Items from a dataset
============================================================

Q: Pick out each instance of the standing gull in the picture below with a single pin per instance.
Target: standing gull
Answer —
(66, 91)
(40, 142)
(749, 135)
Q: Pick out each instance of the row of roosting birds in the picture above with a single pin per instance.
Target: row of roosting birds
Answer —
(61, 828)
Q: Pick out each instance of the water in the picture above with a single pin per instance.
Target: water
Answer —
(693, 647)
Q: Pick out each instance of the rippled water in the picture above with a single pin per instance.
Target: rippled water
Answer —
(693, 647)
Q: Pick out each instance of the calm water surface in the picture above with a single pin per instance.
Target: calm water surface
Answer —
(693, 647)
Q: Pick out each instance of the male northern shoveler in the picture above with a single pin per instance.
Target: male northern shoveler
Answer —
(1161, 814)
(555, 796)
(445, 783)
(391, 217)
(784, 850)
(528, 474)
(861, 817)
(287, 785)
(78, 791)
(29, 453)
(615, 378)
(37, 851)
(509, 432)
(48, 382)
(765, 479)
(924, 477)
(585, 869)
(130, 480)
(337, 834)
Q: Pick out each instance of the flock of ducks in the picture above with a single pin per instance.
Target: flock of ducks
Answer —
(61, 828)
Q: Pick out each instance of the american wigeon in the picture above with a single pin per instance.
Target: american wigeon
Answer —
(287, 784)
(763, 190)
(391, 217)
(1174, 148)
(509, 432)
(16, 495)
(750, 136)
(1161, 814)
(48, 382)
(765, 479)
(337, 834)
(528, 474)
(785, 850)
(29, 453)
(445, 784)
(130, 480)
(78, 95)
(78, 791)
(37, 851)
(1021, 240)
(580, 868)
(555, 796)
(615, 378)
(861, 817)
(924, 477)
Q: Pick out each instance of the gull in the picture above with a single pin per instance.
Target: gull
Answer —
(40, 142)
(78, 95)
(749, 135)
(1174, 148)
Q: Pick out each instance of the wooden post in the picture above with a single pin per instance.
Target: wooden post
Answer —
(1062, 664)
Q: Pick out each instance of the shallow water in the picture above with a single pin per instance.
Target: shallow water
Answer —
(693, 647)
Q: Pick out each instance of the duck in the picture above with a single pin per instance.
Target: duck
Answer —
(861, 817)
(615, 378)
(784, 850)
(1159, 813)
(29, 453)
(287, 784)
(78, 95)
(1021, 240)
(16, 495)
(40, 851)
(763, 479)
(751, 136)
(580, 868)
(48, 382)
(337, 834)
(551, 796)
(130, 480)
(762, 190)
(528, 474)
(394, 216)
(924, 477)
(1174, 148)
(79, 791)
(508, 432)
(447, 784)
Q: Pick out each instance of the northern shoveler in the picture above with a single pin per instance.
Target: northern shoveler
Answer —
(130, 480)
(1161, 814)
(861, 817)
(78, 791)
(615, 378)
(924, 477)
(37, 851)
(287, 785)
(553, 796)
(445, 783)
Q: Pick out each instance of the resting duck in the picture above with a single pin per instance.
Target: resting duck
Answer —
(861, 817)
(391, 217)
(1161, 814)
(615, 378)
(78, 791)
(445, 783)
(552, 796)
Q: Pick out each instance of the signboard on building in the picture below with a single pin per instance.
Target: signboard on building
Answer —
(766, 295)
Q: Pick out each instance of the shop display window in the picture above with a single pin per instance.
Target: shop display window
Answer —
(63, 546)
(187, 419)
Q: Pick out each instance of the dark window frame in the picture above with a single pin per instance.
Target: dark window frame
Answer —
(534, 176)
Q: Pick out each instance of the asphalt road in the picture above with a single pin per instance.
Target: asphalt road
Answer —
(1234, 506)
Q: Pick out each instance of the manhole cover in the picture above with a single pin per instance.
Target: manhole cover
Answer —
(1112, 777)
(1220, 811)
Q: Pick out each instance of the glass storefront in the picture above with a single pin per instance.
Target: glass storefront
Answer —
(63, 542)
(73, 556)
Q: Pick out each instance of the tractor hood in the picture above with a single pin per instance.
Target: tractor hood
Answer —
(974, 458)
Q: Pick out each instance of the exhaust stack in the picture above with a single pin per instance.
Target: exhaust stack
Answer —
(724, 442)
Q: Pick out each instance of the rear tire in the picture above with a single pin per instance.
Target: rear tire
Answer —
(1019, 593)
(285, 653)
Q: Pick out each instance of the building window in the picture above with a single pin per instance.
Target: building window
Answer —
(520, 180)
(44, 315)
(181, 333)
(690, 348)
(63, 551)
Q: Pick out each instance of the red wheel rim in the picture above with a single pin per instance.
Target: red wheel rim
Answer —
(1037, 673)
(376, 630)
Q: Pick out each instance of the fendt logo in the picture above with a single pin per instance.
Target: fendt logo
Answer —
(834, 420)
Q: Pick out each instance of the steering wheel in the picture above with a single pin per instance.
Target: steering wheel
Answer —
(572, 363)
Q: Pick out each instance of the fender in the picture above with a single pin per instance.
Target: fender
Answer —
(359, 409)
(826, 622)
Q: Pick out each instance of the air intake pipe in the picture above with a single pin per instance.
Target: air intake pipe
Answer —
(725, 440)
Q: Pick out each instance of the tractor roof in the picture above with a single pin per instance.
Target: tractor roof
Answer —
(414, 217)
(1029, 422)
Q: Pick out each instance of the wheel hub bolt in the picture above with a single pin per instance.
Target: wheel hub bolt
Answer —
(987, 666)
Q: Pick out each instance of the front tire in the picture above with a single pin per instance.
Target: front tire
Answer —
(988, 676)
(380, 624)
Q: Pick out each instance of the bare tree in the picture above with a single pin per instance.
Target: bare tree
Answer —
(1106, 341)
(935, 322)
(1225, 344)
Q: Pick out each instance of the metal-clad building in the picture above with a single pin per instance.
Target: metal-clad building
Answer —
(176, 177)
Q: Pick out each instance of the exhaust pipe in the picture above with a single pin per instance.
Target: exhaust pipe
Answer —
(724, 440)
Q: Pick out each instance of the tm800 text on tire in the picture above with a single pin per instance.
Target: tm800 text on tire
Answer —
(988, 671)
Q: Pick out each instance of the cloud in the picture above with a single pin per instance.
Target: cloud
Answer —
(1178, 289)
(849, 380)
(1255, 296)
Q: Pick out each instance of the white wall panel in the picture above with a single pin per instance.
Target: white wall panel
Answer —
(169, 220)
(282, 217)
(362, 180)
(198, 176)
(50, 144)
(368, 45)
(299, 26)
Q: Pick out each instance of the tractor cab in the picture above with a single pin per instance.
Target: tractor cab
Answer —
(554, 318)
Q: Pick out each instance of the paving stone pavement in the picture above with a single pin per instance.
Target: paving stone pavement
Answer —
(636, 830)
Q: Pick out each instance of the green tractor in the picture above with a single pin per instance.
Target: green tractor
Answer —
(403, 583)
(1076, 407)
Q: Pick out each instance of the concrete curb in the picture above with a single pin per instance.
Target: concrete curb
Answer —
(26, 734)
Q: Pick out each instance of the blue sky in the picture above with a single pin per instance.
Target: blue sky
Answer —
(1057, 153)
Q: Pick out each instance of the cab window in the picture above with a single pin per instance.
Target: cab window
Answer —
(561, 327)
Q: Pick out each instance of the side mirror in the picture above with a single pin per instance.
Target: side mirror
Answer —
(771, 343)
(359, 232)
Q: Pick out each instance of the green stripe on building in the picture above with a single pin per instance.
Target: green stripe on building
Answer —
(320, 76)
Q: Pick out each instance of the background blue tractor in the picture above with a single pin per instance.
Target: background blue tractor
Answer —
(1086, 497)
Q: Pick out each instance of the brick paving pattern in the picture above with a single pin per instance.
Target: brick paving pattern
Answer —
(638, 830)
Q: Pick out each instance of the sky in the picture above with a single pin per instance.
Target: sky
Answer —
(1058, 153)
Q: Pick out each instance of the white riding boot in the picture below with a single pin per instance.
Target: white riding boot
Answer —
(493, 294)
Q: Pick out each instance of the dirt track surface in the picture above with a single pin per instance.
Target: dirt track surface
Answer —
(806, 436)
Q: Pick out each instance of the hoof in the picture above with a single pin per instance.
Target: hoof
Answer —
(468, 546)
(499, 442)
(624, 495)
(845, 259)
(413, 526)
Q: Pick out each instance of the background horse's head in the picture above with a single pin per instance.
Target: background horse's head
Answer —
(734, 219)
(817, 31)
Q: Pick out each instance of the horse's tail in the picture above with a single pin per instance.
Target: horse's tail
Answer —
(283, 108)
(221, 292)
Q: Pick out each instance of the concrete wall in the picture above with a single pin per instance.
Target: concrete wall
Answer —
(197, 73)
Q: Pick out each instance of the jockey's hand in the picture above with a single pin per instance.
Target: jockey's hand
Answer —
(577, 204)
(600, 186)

============================================================

Your objective – Please copy the records again, starting with the line containing "Q: Pick out each instance of the sky" and going on through the end of the records. Keep every line, and shift each coordinate in the answers by adding -101 to it while leaving all other text unchanged.

Solution to this task –
Q: Pick out each instance of the sky in the picture above with a single pin per instance.
Target: sky
Answer —
(957, 52)
Q: Pick out each instance of the white riding boot in the picture below with a single pin per instance.
Target: white riding boot
Answer —
(392, 193)
Q: Pick out each instance of the dirt track surface in the picture above with a single pin per instance.
Target: dirt track surface
Answer —
(705, 335)
Q: Pick out each instance of the hoof in the picture above with a single pin per instance.
Target: hoof
Answer —
(367, 445)
(398, 341)
(523, 394)
(744, 158)
(312, 425)
Q: Pick out each instance of the background horse's head in the picture above with a single pin per instance.
Target: background horse's head
Answer —
(633, 118)
(716, -70)
Q: Pick out each instance of the horse's tail in the picture above with a single pin per instance.
Target: horse's tail
Answer —
(182, 7)
(120, 191)
Q: Pick out each instance of the concrete wall in the picture above with a single pin per instance.
Target: concrete wall
Answer —
(96, -28)
Q: Pick out each instance of the jockey's hand in the picture above with a single pin per instance.
Target: jockey's hand
Answer —
(476, 103)
(499, 85)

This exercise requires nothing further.